▶ READING TEXT
# looking for unprocessed "raw" honey



## motdaugrnds (Jul 3, 2002)

...... that bees created from unsprayed flowers.

Want to buy in bulk.


----------



## Karen (Apr 17, 2002)

There is no such thing. Since all bees travel between one to five miles every day (which covers roughly between 2,000 and 32,000 acres) collecting pollen (they don't just hang out near the hives), they will also be collecting pollen from a whole variety of plants off the site of organic plants that are on the hive owners property. 

That's also why there is no such thing as totally one type of honey. Clover, orange blossom, etc. contains other plants as well.


----------



## Peggy (Feb 14, 2010)

motdaugrnds said:


> ...... that bees created from unsprayed flowers.
> 
> Want to buy in bulk.


good luck with finding that!!!! like Karen said no such thing!


----------



## xbeeman412 (May 10, 2002)

I have bees on a 900 acre ranch that doesent spray pestacides. How Much do You want? I will have about 6000 pounds for sale in a month or so. It will be available for local pickup in Santa fe tx I wont ship. All I do is sell in 55 gallon drums.


----------



## thequeensblessing (Mar 30, 2003)

xbeeman412 said:


> I have bees on a 900 acre ranch that doesent spray pestacides. How Much do You want? I will have about 6000 pounds for sale in a month or so. It will be available for local pickup in Santa fe tx I wont ship. All I do is sell in 55 gallon drums.


You'd need a lot more than 900 acres to be sure those bees aren't getting any nectar/pollen from sprayed flowers.


----------



## motdaugrnds (Jul 3, 2002)

Xbeeman, I would purchase some of your honey if I could; however, I'm just too far away. (Also, I think your keeping pesticides off your acreage does a lot more than some would want to acknowledge to keep your honey healthy. It would be quite silly to expect bees did not gather nectar from however far they travel; so in that sense, there is no way to guarantee some type of chemical has not made its way to your hives. And I don't believe you or any beekeeper expects perfection.)

I am thinking now my ignorance about terminology has permitted this thread to be turned more into something some folks simply want to poke fun about; so I'm not going to return to it again.


----------



## copperkid3 (Mar 18, 2005)

Don't go away in a huff . . . as far as I could see, there was no ignorance

displayed in your question or terminology . . . and the answers (for the most

part) didn't appear to be laughter at your expense . . . more of a clarification

of the facts that we do know about the honeybee's habits. I mentioned previously

"for the most part" because karen needs to be corrected on a portion of her

explanation; if only for accuracy's sake. Not ALL honeybees will be out foraging

or "traveling" everyday from one to five miles. Neither the queen nor the drones

do any of the "physical" work involved in collecting/processing nectar or 

finding/collecting/storing/feeding pollen to the rest of the hive. And if we really

wanted to a be stickler for "facts" and details, then we could also point out that

she incorrect as to how far a 'worker' will actually go to bring back nectar to

the colony. There was a well-documented study done back in the late 20's,

which showed that bees would go as far as 7 miles in search for a food source!

However of equal note, it was found that there was a point of "diminishing returns",

once the 4 mile point was exceeded.

▶ TRY IT
List the username of each person who posted in the forum thread about raw honey, naming each person once.

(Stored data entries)

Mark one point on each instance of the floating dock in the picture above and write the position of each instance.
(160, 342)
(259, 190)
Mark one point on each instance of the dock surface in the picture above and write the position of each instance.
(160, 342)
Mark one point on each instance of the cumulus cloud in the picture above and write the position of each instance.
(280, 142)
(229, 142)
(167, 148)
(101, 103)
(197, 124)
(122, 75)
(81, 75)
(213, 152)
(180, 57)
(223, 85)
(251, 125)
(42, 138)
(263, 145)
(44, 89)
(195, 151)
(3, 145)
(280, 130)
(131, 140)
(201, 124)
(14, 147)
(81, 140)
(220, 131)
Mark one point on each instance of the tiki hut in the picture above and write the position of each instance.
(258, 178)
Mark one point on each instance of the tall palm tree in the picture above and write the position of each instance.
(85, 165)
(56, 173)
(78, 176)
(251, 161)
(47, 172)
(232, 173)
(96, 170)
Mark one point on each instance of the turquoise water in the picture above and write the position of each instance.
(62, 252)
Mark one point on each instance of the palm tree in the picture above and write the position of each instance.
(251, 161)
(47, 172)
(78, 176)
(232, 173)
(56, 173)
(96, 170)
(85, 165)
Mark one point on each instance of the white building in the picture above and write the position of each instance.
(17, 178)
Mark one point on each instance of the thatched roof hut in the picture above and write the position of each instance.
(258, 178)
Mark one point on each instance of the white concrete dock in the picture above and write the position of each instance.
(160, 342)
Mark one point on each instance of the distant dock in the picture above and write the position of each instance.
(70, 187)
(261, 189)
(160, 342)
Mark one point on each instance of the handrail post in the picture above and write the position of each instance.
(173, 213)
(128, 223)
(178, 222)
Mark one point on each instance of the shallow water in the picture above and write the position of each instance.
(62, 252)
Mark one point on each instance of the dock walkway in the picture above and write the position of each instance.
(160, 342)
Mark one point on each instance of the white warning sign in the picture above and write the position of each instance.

▶ SOLUTION TO THE EXERCISE
motdaugrnds, Karen, Peggy, xbeeman412, thequeensblessing, copperkid3